:: PAGE EXCERPT ::
We live in an age of fake news and alternative facts; junk science, tribal epistemology, truth decay. A world in which, to quote Rudy Guiliani, “Truth isn’t truth”. As sociologist – and Alyth member – Dr Keith Kahn Harris has put it “the sheer profusion of voices, the plurality of opinions, the cacophony of controversy, are enough to make anyone doubt what they should believe”.
Of course, truth can be complex. We should never dismiss the importance of doubt, or the parallel danger of ideological certainty. We must be open to the possibility of even radical theory change. And, as Rabbi Hannah spoke about last night, we must be open to the different narratives, perspectives, each of us brings, even to the same events. But once we could be pretty sure that those stories, even the ones with which we disagreed, came with an aspiration of truth, were told with integrity. Now, even the idea that there is truth or fact is treated with disdain. So what we have lost is even more precious – the ability to trust.
Never has the line in the Vidui Zuta, the short confession of Yom Kippur, the Ashamnu, been more resonant: “Tafalnu sheker” – we recite five times during today. We have not just lied, but “tafalnu”. Literally, we have plastered our buildings with lies, built an edifice of falsehood.
The contrast between this disdain for truth, manipulation of truth, and the emphasis on truth in our tradition is stark. The line in our confession comes from Job. Suffering Job, attempting to make sense of his world, of his predicament, experiences his so-called friends building a false narrative around his pain. He challenges them – “atem toflei sha’ker” – you are builders of lies.
Almost 3,000 years ago, the prophet Isaiah called out those who tell their own versions of truth, who twist and manipulate for profit, condemning those who “call evil good, and good evil; who present darkness as light and light as darkness, say that bitter is sweet and sweet bitter”. There is no tolerance in our texts for this type of undermining falsehood.
Because truth – the pursuit of truth as an ideal rather than the specific truths on which we might disagree – truth as an ideal is valued in our tradition; is understood as being sacred. According to the rabbis “chotamo shel hakadosh baruch hu emet” – the seal of God is truth. In u’n’taneh tokef later today we will read of God’s throne “v’teishev alav b’emet’ – “truth rests upon it”.
Part of our fundamental purpose in life as Jews is imitatio dei – to echo God in our lives. Throughout today we will repeatedly recite in the 13 attributes of God, “rav chesed v’emet” – “abundant in loving kindness and truth”.
In that word, “emet,” truth, the rabbis found warnings as to what happens when the pursuit of truth is diminished. They observed that the letters – aleph, mem, tav – are the first, middle and final letters of the Hebrew alphabet. That is, that we share an understanding, a pursuit of truth, that we are not knowingly false, is fundamental to our ability to use language, to communicate with one another.
They also noted that those letters – aleph, mem, tav – are the final letters of the final three words of the first account of creation. Words that we will read in a few weeks on Simchat Torah; words that we sing in Kiddush at home each Erev Shabbat, proclaiming that God finished the work of creation “bara Elohim laasot” – that God had made. Truth, that is, is central to Creation. It is central to the very fabric of the world that we inhabit. Without it – without our pursuit of truth, our certainty that one another are not knowingly using falsehoods – our ability to exist as a shared society is diminished.
As realists, they also understood truth’s challenges. The same observation that the letters of Emet are spread through the alphabet, also drew the rabbis of the Talmud to another conclusion. Why are the letters of “sheker” – falsehood, letters that are found grouped together, contiguous letters in the alphabet, while the letters of emet are spread out, far apart? The answer could have been written for today, “Shikra sh’chiach, kushta la sh’chiach” – falsehood is common, truth is not so common.

:: MATERIAL ::
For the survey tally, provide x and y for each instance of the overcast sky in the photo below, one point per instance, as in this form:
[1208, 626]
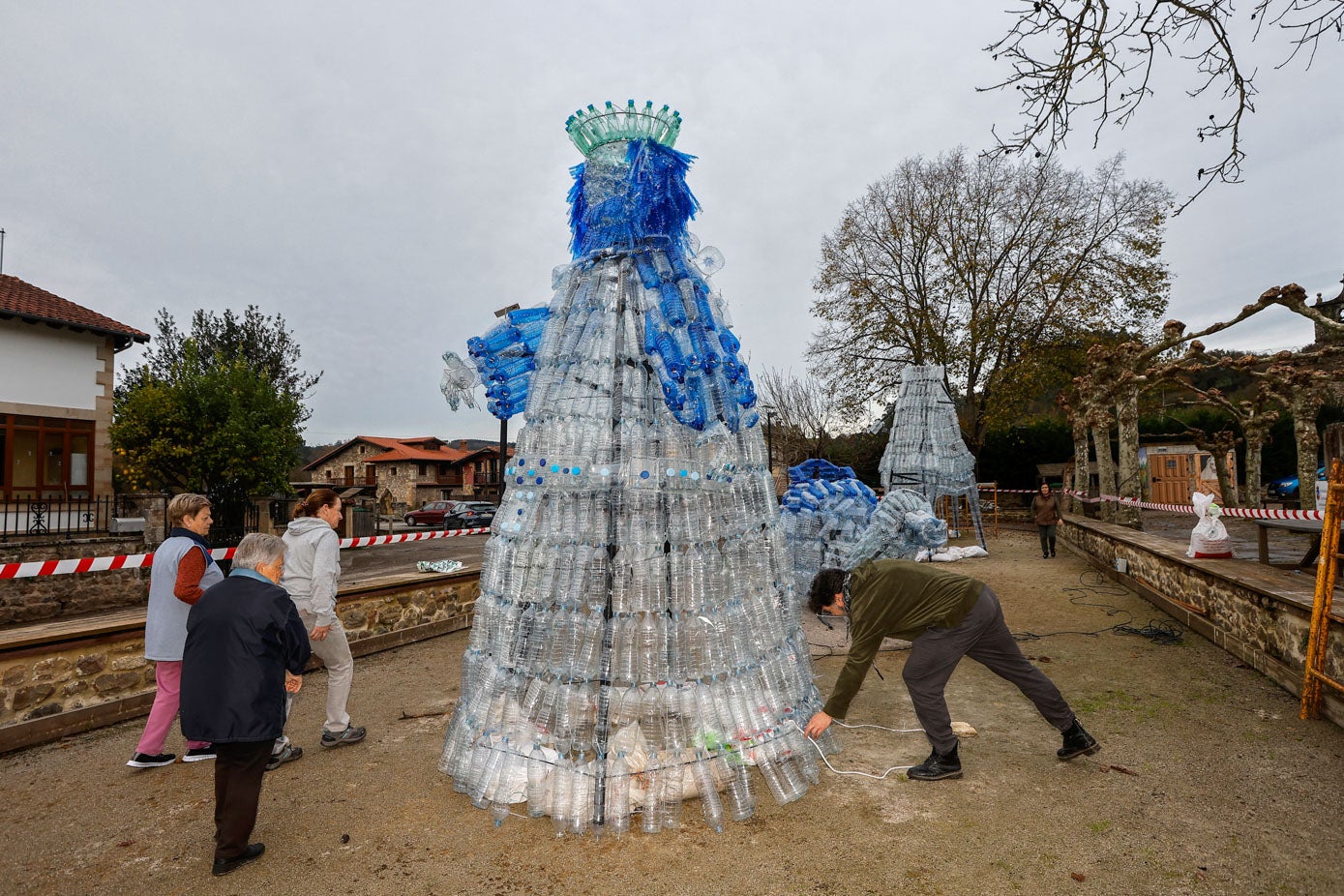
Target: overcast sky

:: WORK TO COMPLETE ::
Carry the Yom Kippur sermon on truth forward from its last sentence, keeping its voice.

:: ANSWER TO THIS TASK ::
And so, to us – to our challenge, our response.
If, as Jews, we value truth, we see it as fundamental to the existence of the world, to our ability to communicate with one another; if we understand it as sacred, as the mark of God; if it is our aspiration, then we must be willing to fight for it.
In part, we must be willing to see behind the lies. Keith Kahn Harris’s hugely significant contribution to this conversation – his book came out just last week – is to emphasise the importance of understanding the reality of those he terms denialists. He asks us to recognise that their denial of truth reflects a predicament of our making. The challenge to truth is because liberal values have won out, because we have created a world in which some need to hide that which they truly wish to say, and do so behind denial. There are big issues, Keith warns, around the corner about how we relate to those whose desires differ so starkly from our own. Keith warns us to prepare for a post-denial world, in which those sentiments come to the fore.
But until that time, we must be careful not to hide behind liberal relativism, not to fall into the knot that Christiane Amanpour identified. We must be alert, affirm that truth matters, call out the lies as lies. Yes, we must be open to the stories of others – but also alert to the possibility that it involves deception, distortion, manipulation of our human nature.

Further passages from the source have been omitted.